Material -
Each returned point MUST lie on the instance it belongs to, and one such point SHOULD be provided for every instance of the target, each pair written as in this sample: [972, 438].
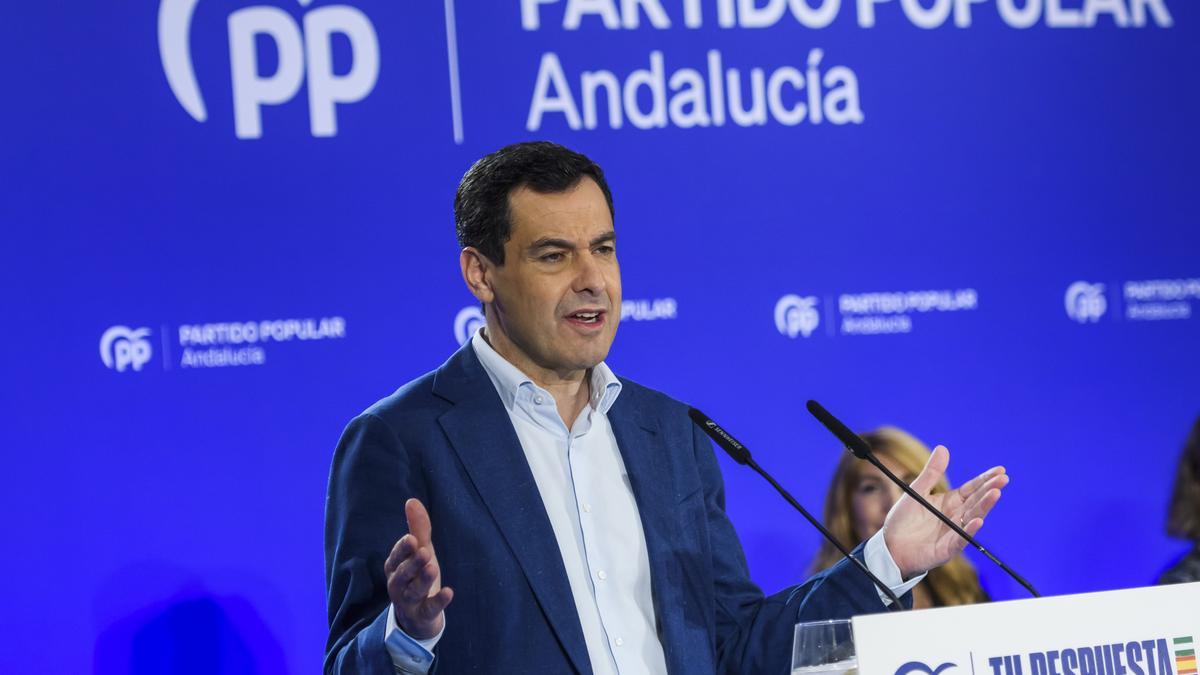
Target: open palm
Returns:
[916, 538]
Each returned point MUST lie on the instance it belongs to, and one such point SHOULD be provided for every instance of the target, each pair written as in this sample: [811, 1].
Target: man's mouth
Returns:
[587, 317]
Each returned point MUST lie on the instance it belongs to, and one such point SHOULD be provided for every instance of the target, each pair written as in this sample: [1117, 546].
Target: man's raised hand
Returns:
[414, 578]
[916, 538]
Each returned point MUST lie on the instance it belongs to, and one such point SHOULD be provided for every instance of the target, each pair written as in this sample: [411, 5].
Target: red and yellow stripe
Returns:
[1185, 656]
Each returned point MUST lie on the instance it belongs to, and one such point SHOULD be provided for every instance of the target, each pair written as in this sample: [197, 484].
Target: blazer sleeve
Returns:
[370, 481]
[754, 633]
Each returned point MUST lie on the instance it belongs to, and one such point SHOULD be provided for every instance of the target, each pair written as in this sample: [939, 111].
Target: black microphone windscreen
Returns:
[727, 442]
[852, 441]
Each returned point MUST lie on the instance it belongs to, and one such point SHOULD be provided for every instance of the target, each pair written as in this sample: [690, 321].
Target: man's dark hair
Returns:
[481, 210]
[1183, 514]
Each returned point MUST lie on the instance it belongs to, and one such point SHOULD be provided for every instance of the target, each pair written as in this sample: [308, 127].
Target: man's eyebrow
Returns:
[550, 243]
[606, 238]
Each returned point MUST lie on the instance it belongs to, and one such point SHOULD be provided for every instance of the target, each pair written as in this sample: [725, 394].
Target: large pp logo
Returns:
[797, 315]
[121, 347]
[467, 322]
[1085, 302]
[299, 53]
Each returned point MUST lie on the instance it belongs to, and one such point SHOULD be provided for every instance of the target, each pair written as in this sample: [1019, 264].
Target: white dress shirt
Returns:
[588, 497]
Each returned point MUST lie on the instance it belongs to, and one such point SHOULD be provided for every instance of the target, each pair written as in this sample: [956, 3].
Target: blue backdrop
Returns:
[229, 231]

Exercise instructions -
Rewrite all the entries with "Returns" swapped for "Answers" wherever it occurs, changing nothing else, and leave the pictures out.

Exercise result -
Each returned point MUST lie on the instance it belongs to, and one such point SHOULD be provided for every instance of the target, each pair written as in this sample: [972, 438].
Target: open palm
Answers:
[916, 538]
Each returned point MUST lie on the instance it belongs to, and one such point SHOULD be provided for every instance of the target, each pair written as in this sample: [811, 1].
Target: man's mouth
Answers:
[587, 317]
Each returned point MUST lie on the instance it belongs to, and one such point SHOULD be provided for every instance of the target, each pair written as in this sample: [1117, 546].
Target: man's raised hand
Answers:
[414, 578]
[916, 538]
Each returned point MUST lie on the instance it belongs to, and one such point SHOULD be provided for every instance of the target, each pair written as in this sample: [411, 5].
Target: red and yellow stripe
Answers:
[1185, 656]
Each returned point MUST lie on the instance it belongs to, and one such point SHOULD be provided for every instance of the target, each pair written as in this sample: [197, 484].
Target: blazer sleeve
Answers:
[370, 481]
[754, 633]
Each returned point MUST lie on the instance it belongs to, and one such point SHOULD be provided for every instance of the target, each pair written as in this sample: [939, 111].
Target: black microphone windscreen
Answers:
[727, 442]
[852, 441]
Each returned point MUST lie on the instance it belongs to, and one such point SHOULD be provided for every instance of the target, each pair written as in this sample: [690, 321].
Target: man's dark hair
Answers:
[481, 210]
[1183, 514]
Each returned point MUST lie on the instance it belongs to, and one such point SHOULD be provided for every instance of the target, each pair written as in this sample: [308, 127].
Target: man's eyebrow
Answers:
[550, 243]
[606, 238]
Each returned point MUST lie on the instance it belongs to, and one such point SHOULD be provided for every instance of the target, each pair written as in this sample: [725, 394].
Target: large pp logo
Answers:
[797, 315]
[121, 347]
[467, 322]
[1085, 302]
[299, 53]
Each returned point MUST lie on the instance it belongs to, and one such point SHOULD be provided for every instance of the target, each pair written as in this sample: [1019, 264].
Target: white dress shirt
Answers:
[588, 497]
Each returned point MUST lie on the instance it belongs to, and one such point SHOULD be provided for every instance of the target, each pair written as in this sample: [956, 3].
Target: blue backdrop
Answers:
[229, 231]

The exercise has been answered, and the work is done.